**Short exercise:** Rewrite the rows below, swapping "polygon" for "outline" wherever it occurs and leaving everything else unchanged.
------------------------
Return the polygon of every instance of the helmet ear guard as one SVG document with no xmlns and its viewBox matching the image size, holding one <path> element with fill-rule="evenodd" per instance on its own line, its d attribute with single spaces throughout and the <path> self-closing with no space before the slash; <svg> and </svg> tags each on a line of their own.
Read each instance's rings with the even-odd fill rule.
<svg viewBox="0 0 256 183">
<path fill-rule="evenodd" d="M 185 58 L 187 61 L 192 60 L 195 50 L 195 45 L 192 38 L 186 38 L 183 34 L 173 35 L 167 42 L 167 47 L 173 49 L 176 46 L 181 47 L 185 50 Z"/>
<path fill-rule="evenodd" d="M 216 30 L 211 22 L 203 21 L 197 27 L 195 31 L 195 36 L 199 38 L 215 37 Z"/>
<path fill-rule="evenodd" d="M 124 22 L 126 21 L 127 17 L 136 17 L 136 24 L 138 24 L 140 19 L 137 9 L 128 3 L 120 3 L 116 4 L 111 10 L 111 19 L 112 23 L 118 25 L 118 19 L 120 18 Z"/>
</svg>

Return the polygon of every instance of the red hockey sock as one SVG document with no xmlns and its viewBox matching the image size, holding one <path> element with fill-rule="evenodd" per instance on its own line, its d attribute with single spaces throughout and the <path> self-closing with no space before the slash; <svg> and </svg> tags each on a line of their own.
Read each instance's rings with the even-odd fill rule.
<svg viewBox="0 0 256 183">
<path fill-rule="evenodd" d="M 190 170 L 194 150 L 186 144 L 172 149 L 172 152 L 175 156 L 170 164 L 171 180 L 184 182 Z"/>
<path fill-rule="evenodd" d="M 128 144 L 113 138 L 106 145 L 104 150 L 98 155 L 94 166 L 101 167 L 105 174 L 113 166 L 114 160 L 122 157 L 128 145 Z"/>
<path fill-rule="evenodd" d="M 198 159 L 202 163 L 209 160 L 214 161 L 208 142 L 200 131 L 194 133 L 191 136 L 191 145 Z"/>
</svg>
------------------------
**Exercise output:**
Return the outline of every instance of the helmet ear guard as one SVG document with no xmlns and its viewBox matching the image size, holding one <path> element with fill-rule="evenodd" per instance on its own line, its d attribute with single spaces throughout and the <path> self-closing with no space before the slash; <svg> and </svg> tags each on a line of their own.
Read each instance's rings with the even-odd fill rule.
<svg viewBox="0 0 256 183">
<path fill-rule="evenodd" d="M 185 58 L 187 61 L 192 60 L 195 50 L 195 45 L 192 38 L 186 38 L 183 34 L 173 35 L 167 42 L 167 47 L 173 49 L 176 46 L 181 47 L 185 50 Z"/>
<path fill-rule="evenodd" d="M 216 30 L 211 22 L 203 21 L 197 27 L 195 31 L 195 36 L 199 38 L 215 37 Z"/>
<path fill-rule="evenodd" d="M 124 22 L 126 21 L 127 17 L 136 17 L 136 24 L 138 24 L 140 19 L 137 9 L 128 3 L 120 3 L 116 4 L 111 10 L 111 19 L 112 23 L 118 25 L 118 19 L 120 18 Z"/>
</svg>

Return the outline of every instance of the red hockey sock as one SVG document with no xmlns and its viewBox matching the image size, holding one <path> element with fill-rule="evenodd" per instance on its own line, its d attribute with single spaces throughout and the <path> self-closing with no space before the slash; <svg> and </svg> tags each on a line of their own.
Read each instance's rings with the even-odd fill rule.
<svg viewBox="0 0 256 183">
<path fill-rule="evenodd" d="M 190 170 L 194 150 L 186 144 L 172 149 L 172 152 L 175 156 L 170 164 L 171 180 L 184 182 Z"/>
<path fill-rule="evenodd" d="M 128 144 L 113 138 L 106 145 L 104 150 L 98 155 L 94 166 L 101 167 L 105 174 L 113 166 L 114 160 L 122 157 L 128 145 Z"/>
<path fill-rule="evenodd" d="M 198 159 L 202 163 L 209 160 L 214 161 L 208 142 L 200 131 L 194 133 L 191 136 L 191 145 Z"/>
</svg>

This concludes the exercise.